▶ Source text:

>> Begin

Dundee United
- Chairman: Eddie Thompson
- Manager: Gordon Chisholm (until 10 January) Billy Dodds (interim caretaker) Craig Brewster (from 16 January)
- Stadium: Tannadice Park
- Scottish Premier League: 9th W:7 D:12 L:19 F:41 A:66 P:33
- Scottish Cup: Third round
- Scottish League Cup: Second round
- UEFA Cup: Second qual. round
- Top goalscorer: League: Lee Miller (8) All: Lee Miller, Collin Samuel (8)
- Highest home attendance: 12,404 (vs Aberdeen, 30 July)
- Lowest home attendance: 5,034 (vs Dunfermline, 2 May)
| Home colours | Away colours |
- ← 2004–052006–07 →

= 2005–06 Dundee United F.C. season =

The 2005–06 season was the 97th year of football played by Dundee United, and covers the period from 1 July 2005 to 30 June 2006. United finished in ninth place for the second consecutive season and meant they had only finished in the top six once in the six seasons since the split was introduced.

United finished the 2005/06 SPL season in 9th place with 33 points, narrowly beating Falkirk (10th) and Dunfermline Athletic (11th) on goal difference. United exited all three cup competitions at the first stage. Between April and early-May, United lost six consecutive games, including losses to the three clubs which finished below them in the league.

>> End

▶ Information given:

>> Begin

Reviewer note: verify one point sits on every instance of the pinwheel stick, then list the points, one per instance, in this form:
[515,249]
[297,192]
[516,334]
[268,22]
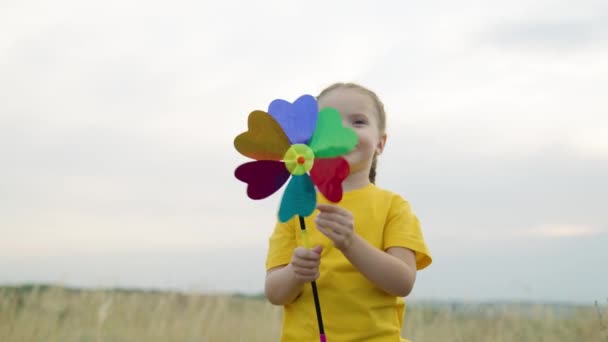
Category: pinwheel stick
[315,293]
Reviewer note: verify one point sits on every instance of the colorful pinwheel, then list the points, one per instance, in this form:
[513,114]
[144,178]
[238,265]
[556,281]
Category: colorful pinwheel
[293,140]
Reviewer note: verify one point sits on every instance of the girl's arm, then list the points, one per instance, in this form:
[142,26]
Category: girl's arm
[281,285]
[284,283]
[393,270]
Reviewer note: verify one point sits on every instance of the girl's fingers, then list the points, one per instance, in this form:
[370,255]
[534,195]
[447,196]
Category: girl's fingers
[331,234]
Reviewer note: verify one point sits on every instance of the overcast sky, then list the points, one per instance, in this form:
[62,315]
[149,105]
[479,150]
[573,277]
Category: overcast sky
[117,120]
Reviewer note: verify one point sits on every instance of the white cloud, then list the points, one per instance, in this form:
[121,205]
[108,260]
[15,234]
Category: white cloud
[562,230]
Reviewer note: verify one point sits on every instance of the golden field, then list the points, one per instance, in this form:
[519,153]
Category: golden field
[60,314]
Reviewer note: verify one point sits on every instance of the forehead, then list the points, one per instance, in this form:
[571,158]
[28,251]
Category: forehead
[348,101]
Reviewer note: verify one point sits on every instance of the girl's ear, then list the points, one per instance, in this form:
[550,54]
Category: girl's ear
[381,144]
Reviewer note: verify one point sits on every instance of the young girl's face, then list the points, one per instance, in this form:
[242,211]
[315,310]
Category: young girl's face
[358,112]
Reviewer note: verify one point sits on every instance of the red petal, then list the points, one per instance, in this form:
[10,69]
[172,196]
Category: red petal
[328,175]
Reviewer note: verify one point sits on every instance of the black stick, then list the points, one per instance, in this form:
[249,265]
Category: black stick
[314,289]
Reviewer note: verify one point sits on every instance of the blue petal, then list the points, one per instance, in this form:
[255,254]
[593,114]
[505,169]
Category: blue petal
[298,120]
[300,198]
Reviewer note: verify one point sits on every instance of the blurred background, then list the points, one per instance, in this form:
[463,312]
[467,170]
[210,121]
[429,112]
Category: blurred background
[117,120]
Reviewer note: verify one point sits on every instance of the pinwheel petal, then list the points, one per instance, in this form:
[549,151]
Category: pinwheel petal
[328,175]
[264,140]
[263,177]
[330,138]
[298,119]
[299,198]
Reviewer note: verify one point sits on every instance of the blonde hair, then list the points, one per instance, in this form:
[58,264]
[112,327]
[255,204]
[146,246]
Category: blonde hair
[380,113]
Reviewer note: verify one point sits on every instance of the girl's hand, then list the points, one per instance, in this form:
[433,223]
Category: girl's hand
[337,224]
[305,263]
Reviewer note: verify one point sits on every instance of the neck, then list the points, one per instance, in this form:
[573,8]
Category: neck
[356,180]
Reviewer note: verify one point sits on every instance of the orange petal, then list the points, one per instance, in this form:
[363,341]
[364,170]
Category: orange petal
[265,139]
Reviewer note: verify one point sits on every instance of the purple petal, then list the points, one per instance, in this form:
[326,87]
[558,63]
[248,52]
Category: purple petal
[264,177]
[298,120]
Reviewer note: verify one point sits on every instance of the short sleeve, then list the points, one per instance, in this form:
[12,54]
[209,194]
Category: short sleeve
[403,230]
[281,244]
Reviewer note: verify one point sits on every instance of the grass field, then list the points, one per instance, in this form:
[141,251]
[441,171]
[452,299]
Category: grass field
[30,313]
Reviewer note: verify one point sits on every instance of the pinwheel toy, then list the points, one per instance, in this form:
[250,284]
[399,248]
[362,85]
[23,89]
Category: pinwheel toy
[296,140]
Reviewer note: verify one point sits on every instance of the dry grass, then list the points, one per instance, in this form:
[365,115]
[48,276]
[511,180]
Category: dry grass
[58,314]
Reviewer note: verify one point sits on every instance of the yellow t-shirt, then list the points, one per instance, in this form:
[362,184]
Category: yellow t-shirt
[353,308]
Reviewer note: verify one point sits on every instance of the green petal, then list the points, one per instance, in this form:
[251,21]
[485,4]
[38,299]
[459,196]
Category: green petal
[300,198]
[330,138]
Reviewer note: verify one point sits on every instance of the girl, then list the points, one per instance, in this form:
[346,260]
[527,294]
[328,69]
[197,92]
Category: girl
[367,248]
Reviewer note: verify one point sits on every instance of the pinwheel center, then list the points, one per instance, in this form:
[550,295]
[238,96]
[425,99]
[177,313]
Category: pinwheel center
[299,159]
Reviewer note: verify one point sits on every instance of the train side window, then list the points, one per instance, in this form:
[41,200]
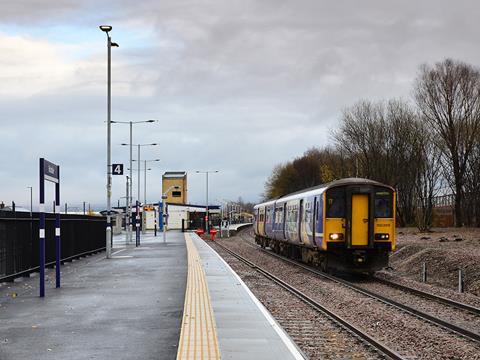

>> End

▶ Task directions: Carry on the Dundee United season text from its final sentence. The rows have no connection to the Dundee United text.

▶ Output for this task:
The much-anticipated UEFA Cup campaign ended in disappointment with an away-goals defeat to Finnish side MyPa (after United surrendered a two-goal lead), and a Scottish League Cup defeat to Inverness CT followed, although an incredible 5–4 away win over Motherwell brought some early-season cheer. United also exited the Scottish Cup at the first hurdle, bowing out 3–2 to Aberdeen after again throwing away a two-goal lead.

Little league success followed, and the Terrors finished ninth on goal difference, thanks to a late Collin Samuel equaliser against Motherwell on the season's final day. In mid-January, Gordon Chisholm was sacked, with United favourite Craig Brewster leaving Inverness CT to take over. Brewster would go on to win just one league game all season and leave United before 2006 was out.

==Season review==
Pre-season preparations went well, with United winning the inaugural City of Discovery Cup. The league season started disappointingly, however, with the surprise UEFA Cup exit in August to MyPa a notable downpoint. After drawing the away leg 0–0, United threw away a 2–0 first-half home lead, and went out on away goals. An incredible 5–4 win at Motherwell – in which United were two goals behind on three occasions – was the only high point in a disappointing month. United also lost to Celtic and Hearts in August.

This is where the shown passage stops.